Assignment:
Continue the news piece about the VA deleting backlogged appointment requests, starting right after its last sentence.

Text under study:
··········

Feb 28: Did the VA destroy EHR data to reduce appointment backlog?

healthcare’s future
As if the Department of Veterans Affairs didn’t have enough to deal with, the Daily Caller purports to have evidence that operational inefficiencies within the VA system, which led to a significant backlog in patient exam requests, also led to the deletion of hundreds of patients who logged request more than half a year prior.  While the VA dismissed the report at “scurrilous” and inaccurate, audio from an internal meeting in 2008 contains directions to delete backlogged requests, which automatically erases any record that the request was made in the first place.
“The committee was called System Redesign and the purpose of the meeting was to figure out ways to correct the department’s efficiency. And one of the issues at the time was the backlog,” explained Oliver Mitchell, a former patient services assistant in the VA Greater Los Angeles Medical Center.  Mitchell claims that VA Greater Los Angeles Radiology Department Chief Dr. Suzie El-Saden gave him direction to cut appointment requests that had been sitting for six to nine months, effectively deleting the paper trail of poor efficiency and productivity that would drag down the facility’s reporting stats.

··········

Dataset records:
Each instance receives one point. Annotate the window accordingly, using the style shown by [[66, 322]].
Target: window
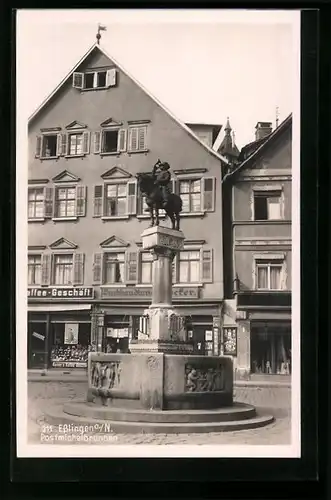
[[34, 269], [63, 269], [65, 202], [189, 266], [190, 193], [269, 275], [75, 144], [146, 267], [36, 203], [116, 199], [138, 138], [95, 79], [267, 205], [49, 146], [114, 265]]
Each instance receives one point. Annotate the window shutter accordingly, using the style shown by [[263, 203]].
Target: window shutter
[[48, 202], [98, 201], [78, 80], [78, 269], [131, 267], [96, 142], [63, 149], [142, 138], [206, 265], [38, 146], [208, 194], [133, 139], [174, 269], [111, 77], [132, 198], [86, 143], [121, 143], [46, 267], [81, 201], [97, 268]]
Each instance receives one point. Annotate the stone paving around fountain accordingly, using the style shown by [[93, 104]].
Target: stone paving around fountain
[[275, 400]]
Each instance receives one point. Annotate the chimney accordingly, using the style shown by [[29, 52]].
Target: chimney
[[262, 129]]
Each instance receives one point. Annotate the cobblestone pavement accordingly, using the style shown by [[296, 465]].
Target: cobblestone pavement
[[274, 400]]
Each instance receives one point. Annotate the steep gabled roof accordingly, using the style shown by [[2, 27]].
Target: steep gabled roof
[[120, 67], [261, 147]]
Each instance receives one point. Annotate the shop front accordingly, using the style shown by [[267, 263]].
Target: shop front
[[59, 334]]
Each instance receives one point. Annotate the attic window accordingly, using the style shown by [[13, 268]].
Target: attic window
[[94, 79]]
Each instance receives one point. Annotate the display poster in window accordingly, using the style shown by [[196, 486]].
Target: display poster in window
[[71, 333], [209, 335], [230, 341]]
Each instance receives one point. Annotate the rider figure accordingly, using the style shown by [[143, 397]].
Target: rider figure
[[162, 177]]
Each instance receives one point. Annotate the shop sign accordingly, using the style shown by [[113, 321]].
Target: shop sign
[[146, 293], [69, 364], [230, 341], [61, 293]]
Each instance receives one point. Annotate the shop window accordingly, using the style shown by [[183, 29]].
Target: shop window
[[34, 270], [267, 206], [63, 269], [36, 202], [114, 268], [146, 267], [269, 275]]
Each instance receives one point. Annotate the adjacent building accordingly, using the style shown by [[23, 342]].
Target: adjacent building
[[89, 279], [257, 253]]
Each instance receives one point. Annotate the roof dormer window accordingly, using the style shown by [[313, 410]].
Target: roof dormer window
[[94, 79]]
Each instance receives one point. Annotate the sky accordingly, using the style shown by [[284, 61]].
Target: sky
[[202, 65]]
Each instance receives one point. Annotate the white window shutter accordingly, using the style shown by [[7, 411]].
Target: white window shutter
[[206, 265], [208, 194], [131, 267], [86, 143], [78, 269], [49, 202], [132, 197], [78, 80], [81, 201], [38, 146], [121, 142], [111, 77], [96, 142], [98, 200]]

··········

Exercise result:
“We just didn’t have the resources to conduct all of those exams. Basically we would get about 3,000 requests a month for [medical] exams, but in a 30-day period we only had the resources to do about 800. That rolls over to the next month and creates a backlog,” Mitchell said. ”It’s a numbers thing. The waiting list counts against the hospitals efficiency. The longer the veteran waits for an exam that counts against the hospital as far as productivity is concerned.”  Mitchell also says that the complaint he filed with the VA Inspector General was not followed with a full investigation, and bringing attention to the situation later caused him to lose his job.
But VA officials immediately countered the accusation, stating that the clean-up effort was part of a planned administrative push to clear out obsolete requests, not cover up the fact that the requests existed to begin with.  “No one who needed care was denied care,” Robert Petzel, VA Undersecretary for Health told lawmakers at a House Veterans’ Affairs Committee hearing Wednesday. “This was a carefully thought out review. There was no attempt to eliminate records.”
Only about 300 records were closed, Petzel said, and the data consisted of cases in which patients had failed to respond to multiple requests for follow-up.  Many of the records were imaging studies older than a year that would no longer have had clinical relevance if the patient had continued to need treatment, or were ordered for patients in the emergency room who didn’t continue with follow-up care in the same facility. None of the patients were actively involved in seeking care, he stressed, and all records were subject to a thorough review before deletion.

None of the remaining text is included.